Rows of box annotation data:
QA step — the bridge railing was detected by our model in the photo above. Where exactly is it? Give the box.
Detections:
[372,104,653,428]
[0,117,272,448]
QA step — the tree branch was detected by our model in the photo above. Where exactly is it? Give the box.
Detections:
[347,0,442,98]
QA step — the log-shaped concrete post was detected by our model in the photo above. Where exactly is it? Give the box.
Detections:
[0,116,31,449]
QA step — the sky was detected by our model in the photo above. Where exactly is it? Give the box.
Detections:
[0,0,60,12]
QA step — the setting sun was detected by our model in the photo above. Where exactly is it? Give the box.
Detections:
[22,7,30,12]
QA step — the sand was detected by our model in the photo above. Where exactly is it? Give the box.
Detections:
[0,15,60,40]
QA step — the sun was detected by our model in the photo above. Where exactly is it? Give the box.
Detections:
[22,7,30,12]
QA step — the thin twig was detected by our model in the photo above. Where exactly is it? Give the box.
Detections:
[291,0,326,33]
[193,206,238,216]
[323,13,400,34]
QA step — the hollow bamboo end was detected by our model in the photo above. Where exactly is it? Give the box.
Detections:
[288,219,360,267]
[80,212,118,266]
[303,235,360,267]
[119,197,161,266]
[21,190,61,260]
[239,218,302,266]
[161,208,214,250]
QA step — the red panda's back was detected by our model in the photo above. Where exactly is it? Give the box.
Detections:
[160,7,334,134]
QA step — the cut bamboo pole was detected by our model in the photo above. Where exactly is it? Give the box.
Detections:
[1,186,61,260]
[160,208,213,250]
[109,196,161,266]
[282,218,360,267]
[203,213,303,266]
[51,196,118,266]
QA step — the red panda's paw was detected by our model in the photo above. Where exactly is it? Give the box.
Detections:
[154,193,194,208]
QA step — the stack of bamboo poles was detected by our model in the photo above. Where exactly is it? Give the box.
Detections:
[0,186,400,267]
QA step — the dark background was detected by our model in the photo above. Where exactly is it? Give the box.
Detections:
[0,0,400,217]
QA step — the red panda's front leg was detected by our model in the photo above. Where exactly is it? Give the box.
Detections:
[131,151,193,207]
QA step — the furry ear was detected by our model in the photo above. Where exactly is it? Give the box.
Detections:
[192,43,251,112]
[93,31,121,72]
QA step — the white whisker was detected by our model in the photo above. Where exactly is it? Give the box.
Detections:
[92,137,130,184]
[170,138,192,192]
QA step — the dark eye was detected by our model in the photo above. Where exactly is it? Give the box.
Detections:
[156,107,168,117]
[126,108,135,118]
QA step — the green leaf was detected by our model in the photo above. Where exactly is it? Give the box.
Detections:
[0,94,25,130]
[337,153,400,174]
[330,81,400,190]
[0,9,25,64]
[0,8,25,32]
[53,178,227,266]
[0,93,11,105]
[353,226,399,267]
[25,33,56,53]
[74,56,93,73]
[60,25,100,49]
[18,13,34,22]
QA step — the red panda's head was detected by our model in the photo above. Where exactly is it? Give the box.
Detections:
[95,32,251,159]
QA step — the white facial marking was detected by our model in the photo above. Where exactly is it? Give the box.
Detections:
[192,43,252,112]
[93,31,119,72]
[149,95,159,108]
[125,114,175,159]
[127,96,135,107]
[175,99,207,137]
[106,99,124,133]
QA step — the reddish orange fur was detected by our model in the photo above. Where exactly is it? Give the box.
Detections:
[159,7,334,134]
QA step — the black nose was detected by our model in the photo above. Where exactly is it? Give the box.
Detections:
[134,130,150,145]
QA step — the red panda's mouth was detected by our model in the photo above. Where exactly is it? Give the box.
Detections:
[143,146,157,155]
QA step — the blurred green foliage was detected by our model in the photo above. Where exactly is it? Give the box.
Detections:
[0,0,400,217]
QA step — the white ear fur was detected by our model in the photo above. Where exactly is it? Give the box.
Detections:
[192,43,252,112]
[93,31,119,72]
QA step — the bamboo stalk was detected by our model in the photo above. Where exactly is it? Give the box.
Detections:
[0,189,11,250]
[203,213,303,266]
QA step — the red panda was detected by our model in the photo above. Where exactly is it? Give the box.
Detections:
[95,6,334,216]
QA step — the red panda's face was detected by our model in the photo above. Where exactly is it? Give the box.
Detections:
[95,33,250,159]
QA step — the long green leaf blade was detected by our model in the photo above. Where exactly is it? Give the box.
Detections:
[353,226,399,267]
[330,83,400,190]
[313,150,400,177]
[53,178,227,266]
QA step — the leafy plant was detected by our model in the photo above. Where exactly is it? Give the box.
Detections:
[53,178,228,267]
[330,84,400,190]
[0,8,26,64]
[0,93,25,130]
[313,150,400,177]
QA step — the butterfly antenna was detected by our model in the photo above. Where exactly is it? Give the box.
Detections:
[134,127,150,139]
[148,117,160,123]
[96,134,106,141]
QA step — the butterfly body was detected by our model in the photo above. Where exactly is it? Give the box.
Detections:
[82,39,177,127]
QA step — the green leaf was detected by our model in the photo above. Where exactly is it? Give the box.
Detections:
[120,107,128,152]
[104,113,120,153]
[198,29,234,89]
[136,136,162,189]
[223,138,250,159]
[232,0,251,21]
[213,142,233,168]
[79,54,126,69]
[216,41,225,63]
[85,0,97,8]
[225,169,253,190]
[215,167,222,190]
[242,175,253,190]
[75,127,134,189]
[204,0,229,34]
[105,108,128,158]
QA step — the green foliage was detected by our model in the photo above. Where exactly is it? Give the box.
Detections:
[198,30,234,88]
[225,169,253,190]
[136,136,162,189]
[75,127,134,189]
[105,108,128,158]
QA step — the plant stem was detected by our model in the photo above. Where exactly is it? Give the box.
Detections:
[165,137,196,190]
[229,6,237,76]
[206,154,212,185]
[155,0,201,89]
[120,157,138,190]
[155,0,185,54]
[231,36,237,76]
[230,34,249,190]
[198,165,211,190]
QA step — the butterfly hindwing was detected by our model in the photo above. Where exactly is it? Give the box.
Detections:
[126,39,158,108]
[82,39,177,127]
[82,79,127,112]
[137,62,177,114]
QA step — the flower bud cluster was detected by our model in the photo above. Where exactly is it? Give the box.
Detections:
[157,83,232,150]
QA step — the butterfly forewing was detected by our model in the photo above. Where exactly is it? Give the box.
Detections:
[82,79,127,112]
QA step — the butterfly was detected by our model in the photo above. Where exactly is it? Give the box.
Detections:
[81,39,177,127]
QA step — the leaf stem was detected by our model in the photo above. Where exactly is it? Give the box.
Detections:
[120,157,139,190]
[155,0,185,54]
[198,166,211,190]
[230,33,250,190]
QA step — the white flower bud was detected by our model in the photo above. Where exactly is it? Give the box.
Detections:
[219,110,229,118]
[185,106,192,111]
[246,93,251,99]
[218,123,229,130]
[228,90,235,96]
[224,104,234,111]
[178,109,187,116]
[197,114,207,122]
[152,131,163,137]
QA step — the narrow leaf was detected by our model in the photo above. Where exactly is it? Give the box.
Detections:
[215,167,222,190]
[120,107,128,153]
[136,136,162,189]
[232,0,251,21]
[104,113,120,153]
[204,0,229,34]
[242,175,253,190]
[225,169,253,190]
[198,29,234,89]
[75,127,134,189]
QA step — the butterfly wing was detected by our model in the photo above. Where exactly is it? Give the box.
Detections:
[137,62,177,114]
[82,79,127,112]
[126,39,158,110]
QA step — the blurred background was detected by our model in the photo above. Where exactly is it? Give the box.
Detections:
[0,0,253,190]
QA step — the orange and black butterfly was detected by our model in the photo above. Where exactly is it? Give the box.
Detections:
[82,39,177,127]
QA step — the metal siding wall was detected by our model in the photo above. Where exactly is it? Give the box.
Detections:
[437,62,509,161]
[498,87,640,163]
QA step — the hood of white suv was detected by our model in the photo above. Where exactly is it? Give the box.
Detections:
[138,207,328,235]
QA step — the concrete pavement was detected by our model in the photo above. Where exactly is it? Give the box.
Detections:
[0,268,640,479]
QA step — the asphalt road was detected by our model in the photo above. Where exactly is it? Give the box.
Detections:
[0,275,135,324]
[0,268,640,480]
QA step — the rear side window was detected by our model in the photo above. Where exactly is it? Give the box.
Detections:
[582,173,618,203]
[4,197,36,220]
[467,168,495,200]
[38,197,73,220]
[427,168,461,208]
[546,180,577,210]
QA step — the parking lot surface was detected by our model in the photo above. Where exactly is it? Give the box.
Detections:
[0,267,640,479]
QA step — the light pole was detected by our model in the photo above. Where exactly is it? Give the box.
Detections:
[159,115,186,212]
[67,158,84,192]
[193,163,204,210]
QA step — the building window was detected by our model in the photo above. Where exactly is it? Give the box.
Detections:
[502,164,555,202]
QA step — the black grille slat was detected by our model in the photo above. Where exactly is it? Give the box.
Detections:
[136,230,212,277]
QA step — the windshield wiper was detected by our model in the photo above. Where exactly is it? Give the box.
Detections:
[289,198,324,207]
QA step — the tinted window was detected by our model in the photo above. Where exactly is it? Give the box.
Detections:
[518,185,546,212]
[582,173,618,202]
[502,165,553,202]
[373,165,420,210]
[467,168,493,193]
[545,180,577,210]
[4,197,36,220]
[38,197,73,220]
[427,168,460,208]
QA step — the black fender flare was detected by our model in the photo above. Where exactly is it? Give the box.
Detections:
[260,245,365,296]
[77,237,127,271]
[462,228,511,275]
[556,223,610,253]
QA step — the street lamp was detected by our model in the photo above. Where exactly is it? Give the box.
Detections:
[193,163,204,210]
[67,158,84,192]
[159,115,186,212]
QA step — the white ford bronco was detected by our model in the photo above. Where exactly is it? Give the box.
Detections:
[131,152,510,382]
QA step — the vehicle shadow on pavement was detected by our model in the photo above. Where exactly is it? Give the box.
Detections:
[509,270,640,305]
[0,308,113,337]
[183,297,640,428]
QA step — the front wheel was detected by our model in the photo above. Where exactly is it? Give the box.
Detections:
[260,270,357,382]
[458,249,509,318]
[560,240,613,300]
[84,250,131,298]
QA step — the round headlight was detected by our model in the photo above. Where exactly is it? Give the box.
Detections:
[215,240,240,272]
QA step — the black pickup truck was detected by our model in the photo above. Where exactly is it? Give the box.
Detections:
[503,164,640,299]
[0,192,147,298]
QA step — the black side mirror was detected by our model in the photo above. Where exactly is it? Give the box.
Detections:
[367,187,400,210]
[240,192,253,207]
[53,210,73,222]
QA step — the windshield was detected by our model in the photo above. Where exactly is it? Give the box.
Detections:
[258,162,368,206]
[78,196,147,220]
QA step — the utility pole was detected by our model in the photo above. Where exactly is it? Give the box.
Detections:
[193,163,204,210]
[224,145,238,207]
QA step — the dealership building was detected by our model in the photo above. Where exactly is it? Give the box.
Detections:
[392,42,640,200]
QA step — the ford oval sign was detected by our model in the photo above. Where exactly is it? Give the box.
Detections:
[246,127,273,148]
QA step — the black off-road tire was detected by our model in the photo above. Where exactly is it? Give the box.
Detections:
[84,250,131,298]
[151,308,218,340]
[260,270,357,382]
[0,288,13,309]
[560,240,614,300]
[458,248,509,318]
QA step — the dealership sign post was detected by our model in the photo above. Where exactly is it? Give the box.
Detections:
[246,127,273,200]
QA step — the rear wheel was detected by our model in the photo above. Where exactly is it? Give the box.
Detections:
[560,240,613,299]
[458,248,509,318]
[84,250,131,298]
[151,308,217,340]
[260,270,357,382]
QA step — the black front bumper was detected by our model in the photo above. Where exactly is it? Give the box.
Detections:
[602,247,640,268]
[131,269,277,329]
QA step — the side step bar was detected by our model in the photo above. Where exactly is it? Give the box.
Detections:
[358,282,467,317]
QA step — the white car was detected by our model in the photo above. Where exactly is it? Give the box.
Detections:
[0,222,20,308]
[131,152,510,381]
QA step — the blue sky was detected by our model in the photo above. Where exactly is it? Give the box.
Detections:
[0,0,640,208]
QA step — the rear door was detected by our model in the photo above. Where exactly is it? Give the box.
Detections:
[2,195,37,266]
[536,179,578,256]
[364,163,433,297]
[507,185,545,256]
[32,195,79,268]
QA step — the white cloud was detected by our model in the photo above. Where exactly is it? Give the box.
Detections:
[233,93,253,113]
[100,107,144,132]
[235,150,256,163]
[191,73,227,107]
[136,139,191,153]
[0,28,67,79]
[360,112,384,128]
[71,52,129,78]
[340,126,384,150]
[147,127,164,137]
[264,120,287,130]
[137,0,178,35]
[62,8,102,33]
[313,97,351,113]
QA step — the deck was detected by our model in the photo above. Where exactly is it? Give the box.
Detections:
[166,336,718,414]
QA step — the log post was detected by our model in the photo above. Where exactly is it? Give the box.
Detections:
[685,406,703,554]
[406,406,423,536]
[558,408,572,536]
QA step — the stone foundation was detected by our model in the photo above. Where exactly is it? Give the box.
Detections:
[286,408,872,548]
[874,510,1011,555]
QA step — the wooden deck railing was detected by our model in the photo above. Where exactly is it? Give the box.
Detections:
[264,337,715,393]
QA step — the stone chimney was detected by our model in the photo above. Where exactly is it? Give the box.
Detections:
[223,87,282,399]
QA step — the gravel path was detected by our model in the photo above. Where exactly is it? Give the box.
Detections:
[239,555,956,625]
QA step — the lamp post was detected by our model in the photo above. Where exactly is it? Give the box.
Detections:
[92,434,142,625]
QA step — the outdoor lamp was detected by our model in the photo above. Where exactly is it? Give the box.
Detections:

EXERCISE =>
Reproduce the part of the entries that opens with the line containing "QA step — the light" and closes with the line containing "[53,210,73,222]", swapping "tinted window" for "darkened window" and leaving everything else unchanged.

RESPONSE TO THIS EXERCISE =>
QA step — the light pole was detected by our model in the photo above. Where exactly is it? Give the box.
Detections:
[159,115,186,212]
[67,158,84,192]
[193,163,204,210]
QA step — the building window was detected by our model in the photo above. Where exactly is it? Give the box.
Detections:
[502,164,555,202]
QA step — the black grille slat was detected by our model in the photo above. Where exactly is it? Give the box.
Detections:
[136,230,212,277]
QA step — the windshield wiper was detected by our model in the photo above. Where exactly is it? Give the box.
Detections:
[289,198,324,207]
QA step — the darkened window was detected by our model in the photo above. Where exactly is it? Give the box.
Detections:
[518,185,546,212]
[582,173,618,202]
[502,165,553,202]
[373,165,420,210]
[467,168,493,193]
[545,180,577,210]
[4,197,36,220]
[38,197,73,220]
[427,168,460,208]
QA step — the black fender flare was detected by our model in the photo above. Where exactly is it? Give the box.
Detections:
[260,245,365,296]
[77,237,127,271]
[462,228,511,275]
[556,223,610,253]
QA step — the street lamp was detected by our model in the photo above. Where exactly is it? Give the box.
Detections:
[193,163,204,210]
[67,158,84,192]
[159,115,186,212]
QA step — the white ford bronco was detected by our model in the photo above. Where exactly is it? Give the box.
Detections:
[131,152,510,382]
QA step — the vehicle shadow on pavement was detected by our model in the photo above. Where exactly is it? Give the box.
Detections:
[509,270,640,305]
[0,308,113,337]
[183,297,640,428]
QA step — the front wheel was detected by our model in the photo above. Where exactly is it? Give the box.
Detections:
[260,270,357,382]
[458,249,509,318]
[560,240,613,300]
[84,250,131,298]
QA step — the round headlight was detected by our model in the photo above. Where exactly is it? Give the box.
Detections:
[215,240,240,272]
QA step — the black pickup truck was detected by our model in the photo above. Where exactly is it? Give the box.
Detections:
[503,164,640,299]
[0,192,147,298]
QA step — the black side mirror was detected by our model in the photo above. Where exactly is it? Give the box.
Detections:
[367,187,400,210]
[240,192,253,207]
[53,210,73,222]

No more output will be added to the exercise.